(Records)
(begin)

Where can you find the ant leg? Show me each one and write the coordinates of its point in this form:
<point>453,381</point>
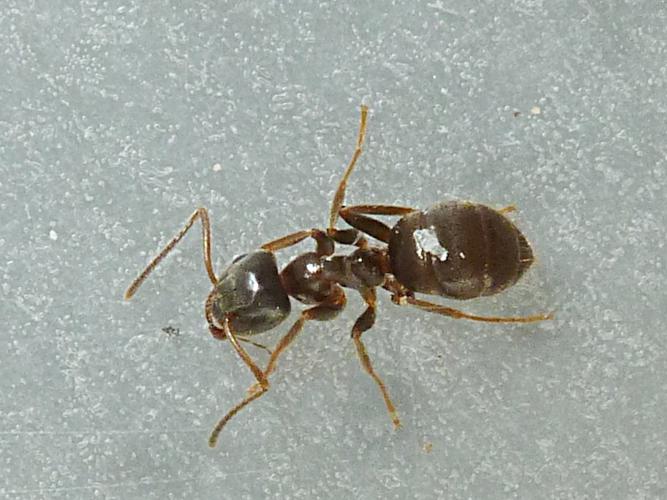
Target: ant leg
<point>256,344</point>
<point>378,230</point>
<point>259,375</point>
<point>363,323</point>
<point>507,209</point>
<point>455,313</point>
<point>339,197</point>
<point>200,213</point>
<point>322,312</point>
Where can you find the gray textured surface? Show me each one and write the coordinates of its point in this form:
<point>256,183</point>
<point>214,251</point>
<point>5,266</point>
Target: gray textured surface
<point>118,118</point>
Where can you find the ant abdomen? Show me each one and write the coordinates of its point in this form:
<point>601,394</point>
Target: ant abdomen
<point>249,291</point>
<point>458,249</point>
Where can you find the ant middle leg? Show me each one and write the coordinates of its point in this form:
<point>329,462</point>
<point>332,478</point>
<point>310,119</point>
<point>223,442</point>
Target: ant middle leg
<point>200,213</point>
<point>339,197</point>
<point>363,323</point>
<point>322,312</point>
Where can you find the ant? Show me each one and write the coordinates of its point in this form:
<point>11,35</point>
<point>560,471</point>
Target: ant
<point>455,249</point>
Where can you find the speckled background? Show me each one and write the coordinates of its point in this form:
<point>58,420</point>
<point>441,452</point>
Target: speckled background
<point>117,119</point>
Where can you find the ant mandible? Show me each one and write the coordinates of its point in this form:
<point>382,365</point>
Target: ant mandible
<point>458,250</point>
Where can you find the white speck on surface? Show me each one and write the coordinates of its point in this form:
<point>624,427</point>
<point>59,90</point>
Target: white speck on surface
<point>312,267</point>
<point>426,241</point>
<point>252,282</point>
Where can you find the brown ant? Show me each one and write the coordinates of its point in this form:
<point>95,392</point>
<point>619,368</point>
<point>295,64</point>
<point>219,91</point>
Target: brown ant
<point>455,249</point>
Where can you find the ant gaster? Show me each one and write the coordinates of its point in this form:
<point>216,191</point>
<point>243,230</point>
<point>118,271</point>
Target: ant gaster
<point>454,249</point>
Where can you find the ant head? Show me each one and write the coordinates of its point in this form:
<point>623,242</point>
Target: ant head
<point>250,292</point>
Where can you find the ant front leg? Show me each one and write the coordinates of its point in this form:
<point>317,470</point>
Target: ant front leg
<point>201,214</point>
<point>322,312</point>
<point>339,197</point>
<point>363,323</point>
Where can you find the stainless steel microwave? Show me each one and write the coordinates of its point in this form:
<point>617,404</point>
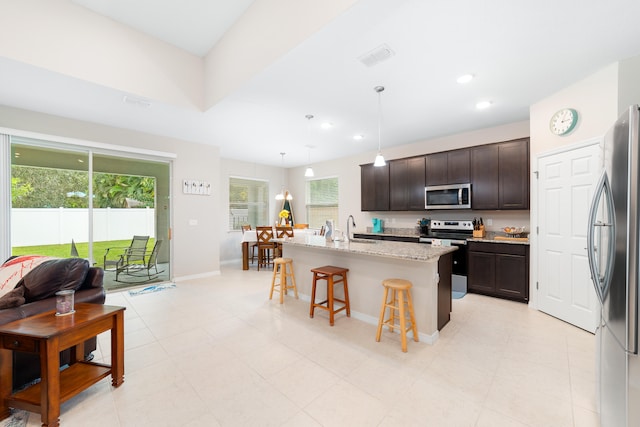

(end)

• WRITTEN TASK:
Please rewrite the rows above, changing every "Show me each one" to "Point to every one" and keeping everything else the same. Leave the pictures out.

• REPLY:
Where can you find the ant leg? Point to every one and write the coordinates of its point in this form:
<point>453,381</point>
Target: ant leg
<point>256,344</point>
<point>378,230</point>
<point>259,375</point>
<point>363,323</point>
<point>507,209</point>
<point>455,313</point>
<point>339,197</point>
<point>200,213</point>
<point>322,312</point>
Where can you find the gray textured surface? Point to every one and write the coordinates of its point in this form:
<point>256,183</point>
<point>214,251</point>
<point>5,266</point>
Target: gray textured surface
<point>118,118</point>
Where can you find the ant abdomen? Point to every one and write the coordinates of its point in this form:
<point>601,394</point>
Target: ant abdomen
<point>249,291</point>
<point>458,249</point>
Where can you find the ant middle leg? Point to every one and write the coordinates of its point in this form:
<point>329,462</point>
<point>332,478</point>
<point>310,119</point>
<point>223,442</point>
Target: ant middle leg
<point>200,213</point>
<point>339,197</point>
<point>363,323</point>
<point>322,312</point>
Where can you find the ant? Point to every one and write the coordinates of its point in this form:
<point>11,35</point>
<point>560,471</point>
Target: ant
<point>455,249</point>
Where can you find the speckled background? Point to every one and write the coordinates of its point in this form:
<point>58,420</point>
<point>441,452</point>
Target: speckled background
<point>117,119</point>
Where can you find the ant mandible? Point to every one and write the coordinates of its point in this form:
<point>382,365</point>
Target: ant mandible
<point>458,250</point>
Where can you find the white speck on surface? Point to every one and write the coordinates of its point in this form:
<point>624,427</point>
<point>59,90</point>
Target: white speck on surface
<point>312,267</point>
<point>426,241</point>
<point>252,282</point>
Where can you find the brown ant? Point to every one and write the coordinates of its point in this form:
<point>95,392</point>
<point>619,368</point>
<point>295,64</point>
<point>219,91</point>
Target: brown ant
<point>455,249</point>
Where can you find the ant gaster? Point to every one and write the coordinates of its point in this form:
<point>216,191</point>
<point>243,230</point>
<point>118,271</point>
Target: ant gaster
<point>454,249</point>
Where can you find the ant head? Point to every one and write the coordinates of its point in this form:
<point>623,242</point>
Target: ant head
<point>250,292</point>
Where can you find the ant front leg? Point to every one and write the coordinates of its point in this form:
<point>317,470</point>
Target: ant front leg
<point>201,214</point>
<point>322,312</point>
<point>339,197</point>
<point>363,323</point>
Where can you find the stainless steel microwave? Point to every one and write the coordinates of its point in this form:
<point>617,404</point>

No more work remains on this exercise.